EXTRAIT DU DOCUMENT
════════════════

Philippe Madec, architecte écoresponsable : pour une ville en harmonie avec la nature et ses habitants

Pionnier du développement durable en urbanisme et architecture, expert pour le Grenelle de l’Environnement, Philippe Madec invite tous les bâtisseurs à construire autrement. Selon l’architecte, moins de high-tech et plus d’écologie pourraient permettre de construire une ville en harmonie avec la nature et ses habitants. Rencontre.

 Le végétal urbain n’est pas de la nature. […] Ce n’est qu’un artefact. Le bâtiment générique a détruit l’environnement. 

 

Pourquoi y a-t-il urgence à construire autrement ?

Philippe Madec : Nous avons le sentiment depuis quelques décennies que la solution héritée du XX e siècle pour faire des bâtiments, c’est-à-dire une structure en béton de taille identique avec des façades identiques sur quatre côtés et un système très technique de ventilation est un système qui a fait son temps. Cette manière générique de fabriquer contribue fortement à la dégradation du climat.
La VMC (ventilation mécanique contrôlée), qui est arrivée dans les années 60, est un mauvais héritage des Modernes. Elle nous a fait perdre toute crédibilité à la construction des logements car auparavant toutes les pièces avaient une fenêtre pour générer une ventilation naturelle.
Aujourd’hui, les gens se réveillent et se rendent dans deux « placards » : les toilettes et la salle d’eau. Ce qui est quand même la vision la plus attristante que l’on puisse avoir du réveil matinal
Avec mon atelier, nous effectuons un travail pour faire en sorte que les habitants gagnent de la lumière dans toutes les pièces. À Saint-Nazaire, nous avons réalisé les premiers et les seuls logements collectifs en ventilation naturelle assistée contrôlée. Nous sommes en train de négocier avec l’état pour réaliser des logements sans aucun système de ventilation mécanique. Pour un projet à Bordeaux, nous souhaitons faire en sorte que le renouvellement de l’air s’opère avec zéro VMC, mais uniquement avec des apports qui viennent depuis les façades et les entrées d’air. Si nous réussissons à réaliser cela, nous allons révolutionner l’avenir du logement en France.

 

Pour un projet de médiathèque et une maison des réfugiés dans le XIXe arrondissement de Paris, vous allez utiliser des briques en terre crue et de la ventilation naturelle, des solutions qu’on pourrait croire réservées à l’hémisphère Sud ?

════════════════

MATÉRIEL FOURNI
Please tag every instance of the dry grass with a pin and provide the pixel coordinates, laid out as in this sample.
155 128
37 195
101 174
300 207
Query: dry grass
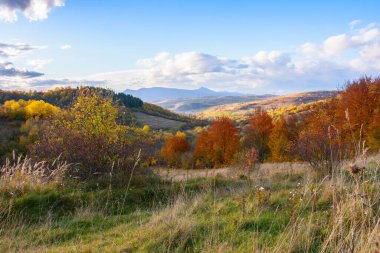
280 208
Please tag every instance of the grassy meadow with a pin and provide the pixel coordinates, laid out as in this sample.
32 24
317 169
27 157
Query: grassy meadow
284 207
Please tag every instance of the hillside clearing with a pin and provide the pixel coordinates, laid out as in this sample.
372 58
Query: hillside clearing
157 122
282 208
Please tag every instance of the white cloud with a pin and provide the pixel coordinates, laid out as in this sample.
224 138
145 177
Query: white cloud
15 50
311 66
39 64
33 10
354 23
65 47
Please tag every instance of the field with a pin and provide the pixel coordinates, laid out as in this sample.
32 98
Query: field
157 122
244 110
283 207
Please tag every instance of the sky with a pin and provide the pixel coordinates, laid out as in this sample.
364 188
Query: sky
248 46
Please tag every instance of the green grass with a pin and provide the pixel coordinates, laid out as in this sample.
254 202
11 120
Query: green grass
200 215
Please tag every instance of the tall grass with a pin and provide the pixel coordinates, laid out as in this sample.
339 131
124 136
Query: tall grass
281 208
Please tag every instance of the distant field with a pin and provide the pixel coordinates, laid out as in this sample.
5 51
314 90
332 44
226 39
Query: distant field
157 122
243 110
191 105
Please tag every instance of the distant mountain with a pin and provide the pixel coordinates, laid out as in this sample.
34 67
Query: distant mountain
193 105
245 109
155 94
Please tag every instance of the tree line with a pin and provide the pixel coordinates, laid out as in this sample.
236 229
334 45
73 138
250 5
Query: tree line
335 130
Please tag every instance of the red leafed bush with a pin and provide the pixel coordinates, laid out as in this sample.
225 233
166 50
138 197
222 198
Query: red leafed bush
173 150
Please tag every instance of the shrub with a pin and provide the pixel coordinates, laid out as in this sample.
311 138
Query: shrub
173 150
256 134
217 145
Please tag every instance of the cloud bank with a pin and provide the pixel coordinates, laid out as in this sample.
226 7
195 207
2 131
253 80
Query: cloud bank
310 66
33 10
323 65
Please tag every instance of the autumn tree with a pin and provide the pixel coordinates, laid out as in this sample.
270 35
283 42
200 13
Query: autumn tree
280 142
256 134
173 150
88 135
356 110
218 144
320 142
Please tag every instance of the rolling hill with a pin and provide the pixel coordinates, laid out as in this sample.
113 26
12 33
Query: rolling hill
155 94
245 109
193 105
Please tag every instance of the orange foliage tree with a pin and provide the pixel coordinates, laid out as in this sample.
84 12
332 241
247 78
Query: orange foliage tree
280 141
257 133
173 150
320 143
357 111
218 144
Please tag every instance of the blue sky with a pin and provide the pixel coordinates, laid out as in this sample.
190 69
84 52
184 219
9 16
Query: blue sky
255 46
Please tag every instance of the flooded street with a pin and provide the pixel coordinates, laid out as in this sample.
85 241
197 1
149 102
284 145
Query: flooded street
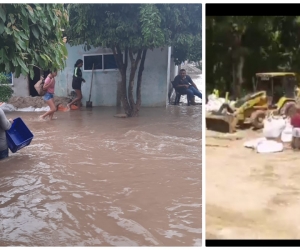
89 179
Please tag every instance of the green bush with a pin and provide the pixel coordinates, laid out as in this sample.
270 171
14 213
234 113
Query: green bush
3 79
5 90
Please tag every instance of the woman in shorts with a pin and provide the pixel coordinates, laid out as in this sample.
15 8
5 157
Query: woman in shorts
49 85
76 83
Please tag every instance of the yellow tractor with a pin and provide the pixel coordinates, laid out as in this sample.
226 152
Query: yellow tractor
273 92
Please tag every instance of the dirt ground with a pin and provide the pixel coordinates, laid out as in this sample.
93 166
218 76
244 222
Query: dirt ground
36 102
250 195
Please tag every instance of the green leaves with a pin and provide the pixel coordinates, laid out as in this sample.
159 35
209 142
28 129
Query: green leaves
30 30
35 32
1 27
2 14
22 64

════════════════

CONSIGNE DE TRAVAIL
Reprenez l'entretien avec l'architecte Philippe Madec à la suite de sa dernière phrase.

RÉSULTAT DE LA TÂCHE
Je fais de la ventilation naturelle depuis 17 ans, évidemment que cela fonctionne ! La ventilation naturelle est une ambition moderne qu’il faut réussir à régler car ce serait une catastrophe écologique que les pays du sud considèrent qu’il n’y ait que la climatisation pour régler les problèmes de climat. Il y a de très grands architectes comme l’australien Glenn Murcutt ou l’africain Francis Diebedo Kéré qui montrent bien que l’on peut faire une architecture de très grande qualité sans climatisation. L’Afrique devrait se protéger de cette vision si machiniste de l’avenir.
En ce qui concerne la matière, si vous regardez bien, les architectures paysannes en France jusqu’au XIXe siècle utilisaient toutes la terre. Revenir à cette possibilité de construire en terre crue, ce n’est pas faire machine arrière, c’est juste un intérêt pour la ressource locale, pour la matière physique qu’est la terre avec une empreinte carbone réduite, mais aussi pour le savoir-faire des gens.

 Le Manifeste pour la frugalité prône une utilisation réduite de l’énergie et de la technologie et un choix de matériaux biosourcés.

 

Vous êtes à l’initiative du Manifeste pour une frugalité heureuse et créative, pouvez-vous nous en dire plus ?

Notre secteur d’activité émet 40 % des émissions de gaz à effet de serre. Nous devons faire un choix dans nos combats pour que la situation à venir porte moins atteinte à la planète. Le Manifeste pour la frugalité prône une utilisation réduite de l’énergie et de la technologie et un choix de matériaux biosourcés.
La frugalité consiste à dire que nous allons essayer de réfléchir d’une façon plus intelligente en imaginant une conception bioclimatique des bâtiments. Plus il y a de high-tech, plus l’obsolescence programmée trouve sa place, plus les systèmes sont complexes et plus les pannes sont récurrentes et la consommation d’énergie importante.

 L’apport des citoyens dans le projet urbain, c’est un autre aspect de la biodiversité. Il n’y a pas que les plantes, il y a les citoyens. La nature est là, nous sommes membres de la nature.

 

Dans une interview, vous vous dites opposé aux murs végétaux ?

Il y a murs végétaux et murs végétaux. Si vous plantez au pied d’une façade de la vigne vierge ou du lierre, vous végétalisez avec une plante qui est dans une situation naturelle.
Si vous végétalisez en construisant une structure en acier, en installant des poches pour monter la terre, en créant un réseau électrique et un réseau d’eau et que pour l’entretenir, vous devez utiliser une grue pendant plusieurs jours, je n’appelle pas cela de l’écologie. J’appelle cela du décor vert et du greenwashing.
En revanche, le fait de planter des arbres et de végétaliser des toitures en ville est une décision très positive pour maîtriser les îlots de chaleur. Avec le rayonnement solaire sur des surfaces minérales, il y a la création d’une chaleur supplémentaire et il faut absolument s’en préserver.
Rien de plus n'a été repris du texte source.